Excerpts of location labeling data
____________

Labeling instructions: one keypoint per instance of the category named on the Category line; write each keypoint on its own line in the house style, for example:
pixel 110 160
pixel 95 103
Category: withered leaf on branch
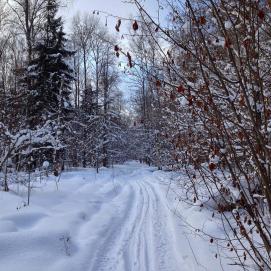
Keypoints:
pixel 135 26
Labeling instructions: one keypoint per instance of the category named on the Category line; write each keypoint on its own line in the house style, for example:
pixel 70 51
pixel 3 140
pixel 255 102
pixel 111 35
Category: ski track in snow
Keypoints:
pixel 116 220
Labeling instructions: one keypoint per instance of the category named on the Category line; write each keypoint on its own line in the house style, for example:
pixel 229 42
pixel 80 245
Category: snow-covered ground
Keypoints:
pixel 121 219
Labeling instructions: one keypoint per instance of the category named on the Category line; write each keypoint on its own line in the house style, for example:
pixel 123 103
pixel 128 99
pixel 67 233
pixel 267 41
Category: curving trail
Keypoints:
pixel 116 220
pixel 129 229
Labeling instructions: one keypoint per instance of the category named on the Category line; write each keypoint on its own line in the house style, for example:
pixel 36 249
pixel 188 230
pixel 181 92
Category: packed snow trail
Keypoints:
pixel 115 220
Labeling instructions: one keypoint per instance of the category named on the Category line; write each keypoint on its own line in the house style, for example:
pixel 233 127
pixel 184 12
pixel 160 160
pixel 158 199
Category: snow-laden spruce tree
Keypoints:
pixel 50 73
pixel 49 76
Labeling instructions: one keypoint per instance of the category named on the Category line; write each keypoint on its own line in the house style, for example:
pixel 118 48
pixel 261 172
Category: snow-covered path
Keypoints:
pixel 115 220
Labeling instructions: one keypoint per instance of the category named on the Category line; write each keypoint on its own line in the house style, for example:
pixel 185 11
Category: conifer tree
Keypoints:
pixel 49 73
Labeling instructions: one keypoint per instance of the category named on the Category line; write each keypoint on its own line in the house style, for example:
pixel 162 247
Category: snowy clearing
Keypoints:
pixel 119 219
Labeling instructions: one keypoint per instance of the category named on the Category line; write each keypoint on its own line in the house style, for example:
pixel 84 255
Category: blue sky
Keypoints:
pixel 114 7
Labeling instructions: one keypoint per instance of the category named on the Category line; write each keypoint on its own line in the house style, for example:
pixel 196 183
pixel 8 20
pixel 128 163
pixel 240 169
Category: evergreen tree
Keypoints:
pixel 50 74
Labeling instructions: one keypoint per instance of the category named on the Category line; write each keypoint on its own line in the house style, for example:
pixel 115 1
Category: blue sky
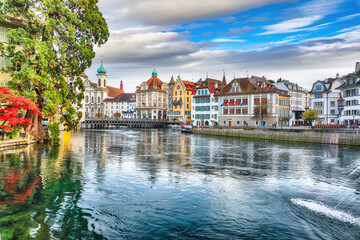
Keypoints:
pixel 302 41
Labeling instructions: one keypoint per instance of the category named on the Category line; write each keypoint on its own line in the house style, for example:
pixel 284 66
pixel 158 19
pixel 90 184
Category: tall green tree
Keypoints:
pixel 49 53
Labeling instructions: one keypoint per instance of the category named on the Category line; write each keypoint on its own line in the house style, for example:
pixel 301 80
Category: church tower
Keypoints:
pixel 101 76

____________

> [WRITTEN PROBLEM] Rewrite all the items above, changing every "house style" to "standard format" and leaving everything else as it is. Leave the pictures out of your answer.

> [RESULT FOR THIS EXERCISE]
Labeling instructions: one keypoint per instance of the category named on the Category line; write each keypoint on its own line in the standard format, for example:
pixel 110 160
pixel 95 103
Category: withered leaf on branch
Keypoints:
pixel 135 26
Labeling instructions: one keypoint per instance of the category named on the Category line; write each keypoint on its own line in the standard format, for example:
pixel 70 51
pixel 3 140
pixel 255 102
pixel 111 35
Category: ski track in snow
Keypoints:
pixel 116 220
Labeling instructions: one keypoint per instance of the category named on the Category line; write each keypoint on its own line in the standard format, for example:
pixel 229 42
pixel 80 245
Category: snow-covered ground
Keypoints:
pixel 121 219
Labeling instructions: one keypoint per instance of the category named on the Category line; write each keypoint on its own line in the standard format, for example:
pixel 123 103
pixel 128 99
pixel 67 233
pixel 267 41
Category: curving trail
Keypoints:
pixel 116 220
pixel 129 229
Labeling instructions: one keypoint per instance of the category named on the Category line; write each keypoint on its own line in the standard format, for example:
pixel 36 249
pixel 188 230
pixel 181 92
Category: packed snow trail
Keypoints:
pixel 115 220
Labeling instructions: one keypoint per instance of the category named on the Category line; write each keypoint on its own line in the standard format, for example:
pixel 233 127
pixel 184 12
pixel 160 160
pixel 158 199
Category: snow-laden spruce tree
Keypoints:
pixel 50 73
pixel 49 76
Labeling instructions: one keypoint per instance of the category named on the Category line; write each keypoint on its own line in the standard format, for example:
pixel 118 48
pixel 261 172
Category: snow-covered path
Keypoints:
pixel 115 220
Labeling instructions: one keypoint per instance of the category named on the Category line; write each keypoint on its own line in the standard format, for example:
pixel 185 11
Category: conifer tree
Keypoints:
pixel 49 73
Labeling instructions: one keypoint per instance of the category named on the Category line; write each keypoint on its own line in the standard format, for example:
pixel 162 247
Category: snowy clearing
Keypoints:
pixel 119 219
Labeling instructions: one keypoint per instance of the category named on the Category line; write each keypoint on its own line in the standard format, for example:
pixel 84 255
Category: blue sky
Keypoints:
pixel 114 7
Labeling instructions: one keypoint per instance of the category named on the Category line; write each keypoint on its own line in the standard format, for example:
pixel 196 183
pixel 8 20
pixel 128 163
pixel 240 169
Category: evergreen tree
Keypoints:
pixel 50 74
Labeling instructions: one keypoint per instance of the category named on the Category line; write each keypoint on its own line in the standard format, for example:
pixel 115 1
Category: blue sky
Keypoints:
pixel 302 41
Labeling instructions: one keypoint per instance of the category named on the Category line; write each keypoint on its own line in the standard format, for example:
pixel 284 66
pixel 158 19
pixel 90 184
Category: tall green tree
Keypoints:
pixel 49 53
Labeling instructions: one keypoint per instance of the category named on the Category line; write each keypoint on its own line in the standard format, for example:
pixel 301 80
Category: church tower
Keypoints:
pixel 101 76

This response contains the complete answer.